EXTRACTED ENTRIES START

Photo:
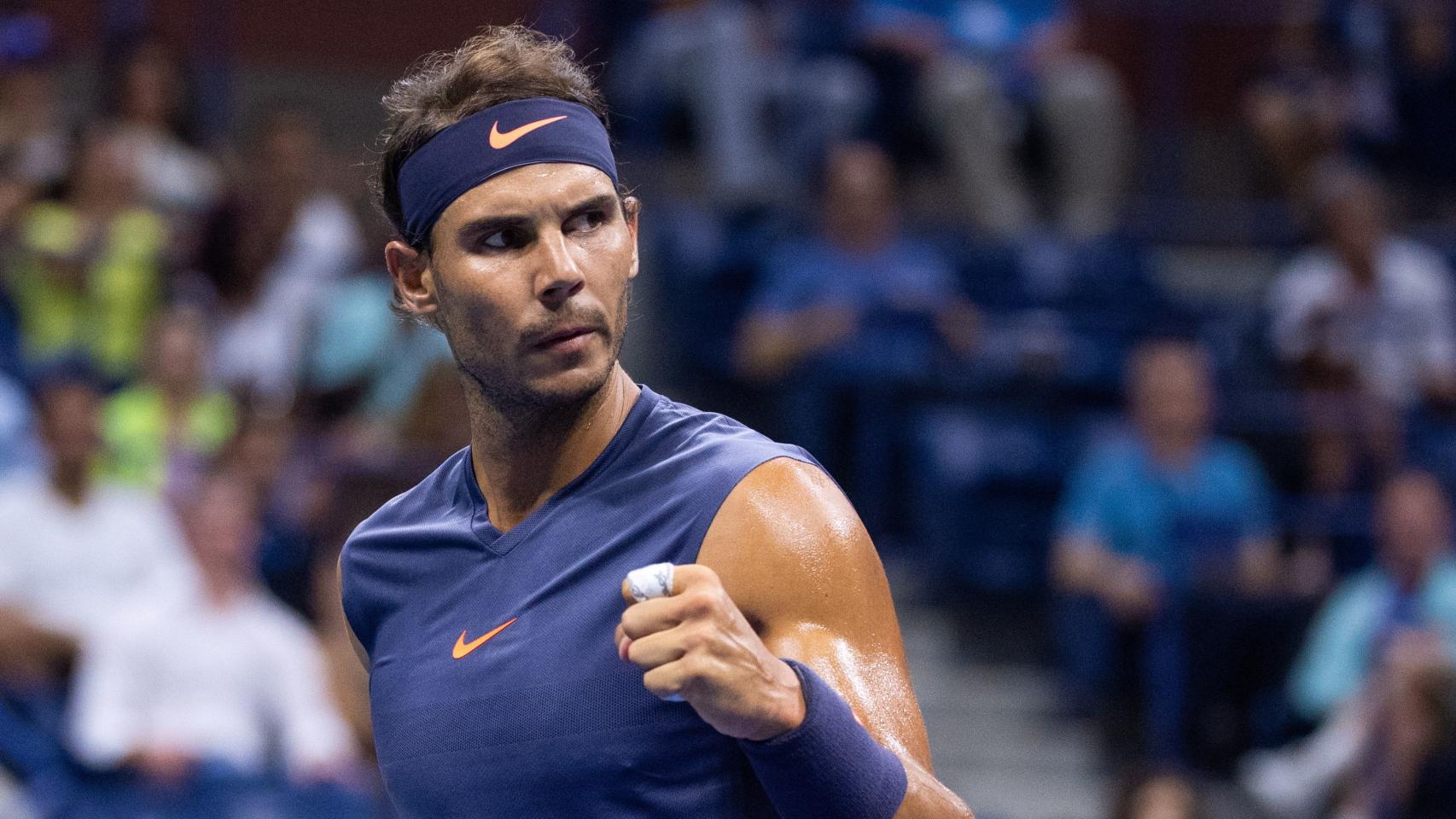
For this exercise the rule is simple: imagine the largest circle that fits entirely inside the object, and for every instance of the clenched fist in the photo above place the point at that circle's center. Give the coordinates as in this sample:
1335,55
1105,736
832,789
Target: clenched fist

EXTRACTED ENTRIES END

EXERCISE REQUIREMENTS:
Answer with a single number, the count of lines above that contain "clenched".

RESPONSE AREA:
2